Task details: Pull out every line in the rows below that contains the word "pink", and copy each such line in full.

Entries:
• • • • •
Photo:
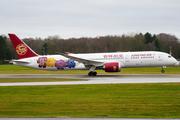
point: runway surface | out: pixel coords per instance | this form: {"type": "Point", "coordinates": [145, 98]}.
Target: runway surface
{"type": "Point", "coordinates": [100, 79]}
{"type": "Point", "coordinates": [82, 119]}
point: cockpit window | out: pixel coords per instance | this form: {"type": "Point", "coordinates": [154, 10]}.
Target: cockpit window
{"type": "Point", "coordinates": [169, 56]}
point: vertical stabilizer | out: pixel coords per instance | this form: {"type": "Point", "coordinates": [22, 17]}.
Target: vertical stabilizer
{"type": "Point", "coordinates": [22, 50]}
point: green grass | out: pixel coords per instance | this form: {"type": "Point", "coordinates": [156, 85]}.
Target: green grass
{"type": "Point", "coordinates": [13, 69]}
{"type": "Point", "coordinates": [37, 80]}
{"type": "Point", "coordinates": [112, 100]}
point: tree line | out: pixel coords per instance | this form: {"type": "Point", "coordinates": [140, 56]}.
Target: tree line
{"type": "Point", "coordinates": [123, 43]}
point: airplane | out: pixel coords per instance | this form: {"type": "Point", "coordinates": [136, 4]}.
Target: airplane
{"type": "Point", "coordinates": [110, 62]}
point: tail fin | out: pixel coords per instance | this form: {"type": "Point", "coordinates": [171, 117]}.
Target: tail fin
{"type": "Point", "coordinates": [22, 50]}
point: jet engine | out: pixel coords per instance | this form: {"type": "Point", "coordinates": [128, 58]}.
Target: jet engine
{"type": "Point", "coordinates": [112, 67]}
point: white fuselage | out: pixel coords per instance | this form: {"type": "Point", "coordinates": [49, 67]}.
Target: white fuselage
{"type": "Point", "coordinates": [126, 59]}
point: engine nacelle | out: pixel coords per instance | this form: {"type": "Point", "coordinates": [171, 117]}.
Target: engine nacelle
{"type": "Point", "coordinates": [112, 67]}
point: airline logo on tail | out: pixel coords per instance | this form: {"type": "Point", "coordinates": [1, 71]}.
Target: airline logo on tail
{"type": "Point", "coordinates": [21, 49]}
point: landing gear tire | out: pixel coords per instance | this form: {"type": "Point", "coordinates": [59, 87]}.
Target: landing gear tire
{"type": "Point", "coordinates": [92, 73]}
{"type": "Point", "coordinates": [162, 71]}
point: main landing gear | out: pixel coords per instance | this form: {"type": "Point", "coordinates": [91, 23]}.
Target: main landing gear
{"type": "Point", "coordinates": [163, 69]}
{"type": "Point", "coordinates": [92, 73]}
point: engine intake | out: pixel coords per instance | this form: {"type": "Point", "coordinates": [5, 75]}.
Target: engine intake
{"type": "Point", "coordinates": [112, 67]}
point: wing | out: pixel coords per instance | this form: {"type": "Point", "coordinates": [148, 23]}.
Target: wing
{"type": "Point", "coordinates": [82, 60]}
• • • • •
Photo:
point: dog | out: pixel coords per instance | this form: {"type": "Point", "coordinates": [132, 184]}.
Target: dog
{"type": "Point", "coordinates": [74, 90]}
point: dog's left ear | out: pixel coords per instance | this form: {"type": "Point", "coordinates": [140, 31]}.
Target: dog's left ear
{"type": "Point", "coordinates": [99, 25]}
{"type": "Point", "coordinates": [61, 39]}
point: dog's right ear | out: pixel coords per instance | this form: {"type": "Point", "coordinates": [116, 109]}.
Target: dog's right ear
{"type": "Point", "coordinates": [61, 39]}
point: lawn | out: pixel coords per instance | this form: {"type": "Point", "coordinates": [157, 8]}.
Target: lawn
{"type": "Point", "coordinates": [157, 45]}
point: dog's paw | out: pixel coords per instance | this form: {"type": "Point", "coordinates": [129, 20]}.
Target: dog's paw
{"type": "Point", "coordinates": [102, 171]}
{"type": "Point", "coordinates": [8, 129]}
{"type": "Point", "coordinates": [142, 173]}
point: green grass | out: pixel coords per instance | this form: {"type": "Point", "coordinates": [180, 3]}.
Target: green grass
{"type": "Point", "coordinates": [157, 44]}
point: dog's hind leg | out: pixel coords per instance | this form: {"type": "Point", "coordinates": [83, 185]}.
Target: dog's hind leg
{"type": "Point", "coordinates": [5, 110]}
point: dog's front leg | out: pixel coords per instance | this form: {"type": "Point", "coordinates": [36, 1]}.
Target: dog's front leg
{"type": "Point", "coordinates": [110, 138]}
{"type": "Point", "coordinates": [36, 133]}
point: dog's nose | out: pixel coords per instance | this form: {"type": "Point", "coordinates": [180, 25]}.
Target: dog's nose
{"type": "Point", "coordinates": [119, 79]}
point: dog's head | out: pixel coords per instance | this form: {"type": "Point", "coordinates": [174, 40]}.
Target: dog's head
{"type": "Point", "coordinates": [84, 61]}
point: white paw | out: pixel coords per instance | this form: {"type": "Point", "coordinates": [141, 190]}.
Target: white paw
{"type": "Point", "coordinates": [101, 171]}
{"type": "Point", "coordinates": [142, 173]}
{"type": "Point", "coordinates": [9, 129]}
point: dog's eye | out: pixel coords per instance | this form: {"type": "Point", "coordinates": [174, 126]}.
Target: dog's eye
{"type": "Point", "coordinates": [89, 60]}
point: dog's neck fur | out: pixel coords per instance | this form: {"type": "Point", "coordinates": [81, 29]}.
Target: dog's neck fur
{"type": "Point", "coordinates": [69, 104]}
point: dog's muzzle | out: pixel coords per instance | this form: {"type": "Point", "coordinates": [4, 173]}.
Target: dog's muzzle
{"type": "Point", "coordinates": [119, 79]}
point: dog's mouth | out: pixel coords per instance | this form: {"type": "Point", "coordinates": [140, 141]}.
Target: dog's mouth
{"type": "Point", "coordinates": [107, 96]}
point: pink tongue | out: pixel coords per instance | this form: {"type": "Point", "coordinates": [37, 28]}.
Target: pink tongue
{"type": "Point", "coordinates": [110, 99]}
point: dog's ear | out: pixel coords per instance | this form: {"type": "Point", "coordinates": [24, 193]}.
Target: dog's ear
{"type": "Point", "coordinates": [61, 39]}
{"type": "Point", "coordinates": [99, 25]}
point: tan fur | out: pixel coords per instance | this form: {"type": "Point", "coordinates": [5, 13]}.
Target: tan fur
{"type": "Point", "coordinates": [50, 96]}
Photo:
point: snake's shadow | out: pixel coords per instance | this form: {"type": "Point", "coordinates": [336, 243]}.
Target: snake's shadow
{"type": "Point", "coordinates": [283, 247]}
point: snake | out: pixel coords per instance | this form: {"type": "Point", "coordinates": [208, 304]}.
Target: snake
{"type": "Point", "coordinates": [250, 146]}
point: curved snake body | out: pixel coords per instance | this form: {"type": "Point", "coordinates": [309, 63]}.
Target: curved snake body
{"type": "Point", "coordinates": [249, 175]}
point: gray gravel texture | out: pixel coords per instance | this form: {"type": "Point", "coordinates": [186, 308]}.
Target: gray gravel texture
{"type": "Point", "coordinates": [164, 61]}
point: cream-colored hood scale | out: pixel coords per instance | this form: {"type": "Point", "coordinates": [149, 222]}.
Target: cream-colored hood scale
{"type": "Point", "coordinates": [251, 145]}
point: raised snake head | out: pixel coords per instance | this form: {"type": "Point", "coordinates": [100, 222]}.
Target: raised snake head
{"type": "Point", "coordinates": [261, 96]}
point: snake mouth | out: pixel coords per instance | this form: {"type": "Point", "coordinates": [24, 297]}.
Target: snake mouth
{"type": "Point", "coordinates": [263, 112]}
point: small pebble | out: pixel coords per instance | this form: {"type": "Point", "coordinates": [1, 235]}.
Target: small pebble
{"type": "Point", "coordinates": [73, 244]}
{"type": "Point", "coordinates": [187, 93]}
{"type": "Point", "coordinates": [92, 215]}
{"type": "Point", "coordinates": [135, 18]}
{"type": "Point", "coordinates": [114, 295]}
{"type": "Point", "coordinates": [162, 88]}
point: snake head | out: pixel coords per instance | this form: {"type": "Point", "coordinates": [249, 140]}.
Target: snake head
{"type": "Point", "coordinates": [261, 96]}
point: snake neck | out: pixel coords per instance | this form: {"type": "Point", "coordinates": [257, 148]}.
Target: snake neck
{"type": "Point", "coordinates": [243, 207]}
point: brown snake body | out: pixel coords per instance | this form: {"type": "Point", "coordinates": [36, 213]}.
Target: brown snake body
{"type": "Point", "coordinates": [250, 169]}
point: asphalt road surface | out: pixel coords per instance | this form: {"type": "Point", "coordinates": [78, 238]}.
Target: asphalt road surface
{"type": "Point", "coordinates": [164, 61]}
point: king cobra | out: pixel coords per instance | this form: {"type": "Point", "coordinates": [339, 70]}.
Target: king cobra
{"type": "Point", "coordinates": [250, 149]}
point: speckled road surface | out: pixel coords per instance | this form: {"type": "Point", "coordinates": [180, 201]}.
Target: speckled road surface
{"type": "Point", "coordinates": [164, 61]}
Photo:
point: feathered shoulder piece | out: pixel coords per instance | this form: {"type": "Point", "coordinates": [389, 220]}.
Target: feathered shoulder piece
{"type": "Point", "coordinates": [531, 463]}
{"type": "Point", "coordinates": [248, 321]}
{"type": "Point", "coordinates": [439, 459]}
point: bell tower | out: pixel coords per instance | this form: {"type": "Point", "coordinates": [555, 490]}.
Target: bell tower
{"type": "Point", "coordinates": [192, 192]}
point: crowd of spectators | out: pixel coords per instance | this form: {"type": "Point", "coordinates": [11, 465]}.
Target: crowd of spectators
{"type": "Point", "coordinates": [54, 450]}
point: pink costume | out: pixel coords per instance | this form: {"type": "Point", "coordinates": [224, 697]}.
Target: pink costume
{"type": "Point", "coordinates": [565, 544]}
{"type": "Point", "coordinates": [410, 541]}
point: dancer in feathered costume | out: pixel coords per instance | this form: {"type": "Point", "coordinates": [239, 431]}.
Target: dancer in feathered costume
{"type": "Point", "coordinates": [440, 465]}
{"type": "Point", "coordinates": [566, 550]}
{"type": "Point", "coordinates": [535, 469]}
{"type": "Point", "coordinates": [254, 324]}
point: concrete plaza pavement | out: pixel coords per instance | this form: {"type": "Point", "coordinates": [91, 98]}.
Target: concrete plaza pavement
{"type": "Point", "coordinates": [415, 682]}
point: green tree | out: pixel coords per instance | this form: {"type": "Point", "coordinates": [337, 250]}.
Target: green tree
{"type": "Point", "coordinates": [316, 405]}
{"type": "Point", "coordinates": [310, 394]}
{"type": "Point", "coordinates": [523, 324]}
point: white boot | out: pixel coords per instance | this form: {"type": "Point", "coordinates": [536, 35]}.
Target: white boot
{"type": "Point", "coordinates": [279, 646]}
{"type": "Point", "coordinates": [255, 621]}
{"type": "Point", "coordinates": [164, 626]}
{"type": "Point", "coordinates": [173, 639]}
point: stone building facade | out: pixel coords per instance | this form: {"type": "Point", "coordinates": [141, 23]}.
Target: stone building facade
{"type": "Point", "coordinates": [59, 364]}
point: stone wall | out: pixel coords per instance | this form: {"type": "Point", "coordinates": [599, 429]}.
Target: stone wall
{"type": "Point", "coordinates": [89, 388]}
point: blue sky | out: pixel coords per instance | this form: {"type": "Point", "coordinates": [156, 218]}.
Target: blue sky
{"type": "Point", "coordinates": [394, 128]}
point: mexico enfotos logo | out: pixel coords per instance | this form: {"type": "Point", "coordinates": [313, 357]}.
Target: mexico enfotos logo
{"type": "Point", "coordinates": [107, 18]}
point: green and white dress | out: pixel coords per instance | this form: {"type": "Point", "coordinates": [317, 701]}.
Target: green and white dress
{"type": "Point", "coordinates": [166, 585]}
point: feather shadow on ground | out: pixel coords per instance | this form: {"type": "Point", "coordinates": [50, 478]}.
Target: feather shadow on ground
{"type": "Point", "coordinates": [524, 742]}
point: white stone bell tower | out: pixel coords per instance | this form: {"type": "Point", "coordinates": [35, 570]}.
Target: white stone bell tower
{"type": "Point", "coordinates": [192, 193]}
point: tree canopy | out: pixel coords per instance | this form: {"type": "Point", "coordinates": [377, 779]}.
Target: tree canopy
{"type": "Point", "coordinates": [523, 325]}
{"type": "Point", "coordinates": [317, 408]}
• • • • •
Correct output:
point: pink tongue | out: pixel coords per instance | this form: {"type": "Point", "coordinates": [37, 28]}.
Target: pink tongue
point: pink costume | out: pixel coords per instance | this form: {"type": "Point", "coordinates": [224, 697]}.
Target: pink costume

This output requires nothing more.